— BEGIN Extract —

Combining Regular Expressions

Andrew Dixon - Depictions.net

Hi Everyone.

I have been working on some code that strips the HTML code out of an HTML
page leaving just the text on the page. At the moment this is what I have:

// Strip all tags
replacePattern = "<(.|\n)+?>";
pageHTML = pageHTML.replaceAll(replacePattern,"");

//Remove any HTML specific characters (e.g. " or &)
replacePattern = "&(.|\n)+?;";
pageHTML = pageHTML.replaceAll(replacePattern,"");

// Remove whitespace
replacePattern = "\\s{2,}";
pageHTML = pageHTML.replaceAll(replacePattern," ");

Is there a way I can combine all four patterns into one expression so I can
make the code more efficient? I've not really worked with RegEx so any
advice would be most welcome. Can I do something like:

replacePattern = "[<(.|\n)+?>][&(.|\n)+?;][\\s{2,}]";
pageHTML = pageHTML.replaceAll(replacePattern,"");

Thanks.

— END Extract —

*Written task*:
Pick up the forum thread on combining regular expressions after its final line and continue it.

— BEGIN Provided material —

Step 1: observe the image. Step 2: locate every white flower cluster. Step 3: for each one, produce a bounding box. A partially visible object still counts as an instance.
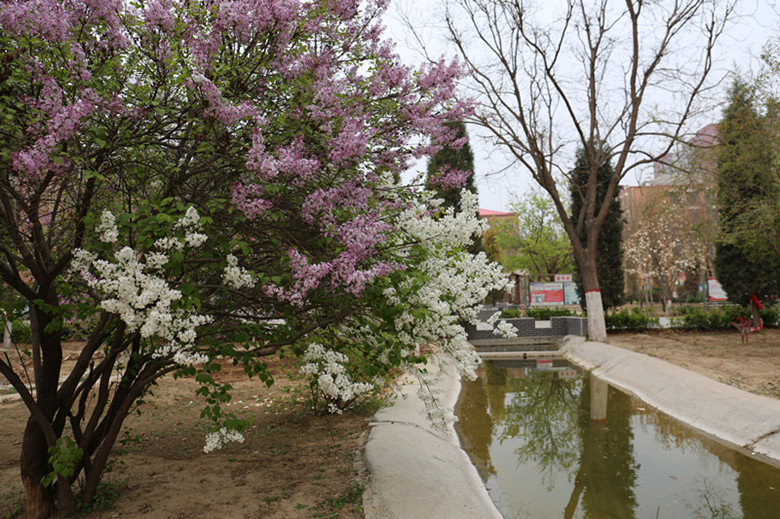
[203,427,244,454]
[384,190,516,427]
[222,254,256,290]
[300,342,374,414]
[73,209,211,364]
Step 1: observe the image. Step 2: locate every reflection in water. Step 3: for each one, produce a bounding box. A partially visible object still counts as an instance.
[456,361,780,519]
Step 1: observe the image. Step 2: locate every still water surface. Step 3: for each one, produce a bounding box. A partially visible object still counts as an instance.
[456,360,780,519]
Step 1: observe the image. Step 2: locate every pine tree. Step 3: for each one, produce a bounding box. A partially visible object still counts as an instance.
[569,144,624,309]
[715,81,780,310]
[425,121,483,254]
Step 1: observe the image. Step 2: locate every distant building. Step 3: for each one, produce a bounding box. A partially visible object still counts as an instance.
[618,123,718,298]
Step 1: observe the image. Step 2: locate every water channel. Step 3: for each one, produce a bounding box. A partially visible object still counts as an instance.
[456,359,780,519]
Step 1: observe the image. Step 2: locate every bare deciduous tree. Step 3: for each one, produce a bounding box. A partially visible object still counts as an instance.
[446,0,734,340]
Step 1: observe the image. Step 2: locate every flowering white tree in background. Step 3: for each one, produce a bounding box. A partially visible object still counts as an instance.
[624,200,708,313]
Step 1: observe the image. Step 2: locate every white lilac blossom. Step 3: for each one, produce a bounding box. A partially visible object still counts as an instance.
[73,208,211,365]
[300,342,374,414]
[346,190,516,428]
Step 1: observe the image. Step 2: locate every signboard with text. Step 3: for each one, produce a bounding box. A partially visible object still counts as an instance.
[563,283,580,305]
[707,278,728,301]
[530,283,564,306]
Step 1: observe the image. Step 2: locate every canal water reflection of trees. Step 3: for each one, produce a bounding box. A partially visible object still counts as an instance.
[456,359,780,519]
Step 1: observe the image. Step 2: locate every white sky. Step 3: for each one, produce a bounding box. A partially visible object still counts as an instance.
[385,0,780,211]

— END Provided material —

*Exercise result*:
--

Best Regards

Andrew Dixon

Jul 17 '05 #1

Subscribe Post Reply

11713

Chris

-----BEGIN PGP SIGNED MESSAGE-----
Hash: SHA1

Andrew Dixon - Depictions.net wrote:

Hi Everyone.

I have been working on some code that strips the HTML code out of an
HTML page leaving just the text on the page. At the moment this is
what I have:

// Strip all tags
replacePattern = "<(.|\n)+?>";
pageHTML = pageHTML.replaceAll(replacePattern,"");

//Remove any HTML specific characters (e.g. " or &)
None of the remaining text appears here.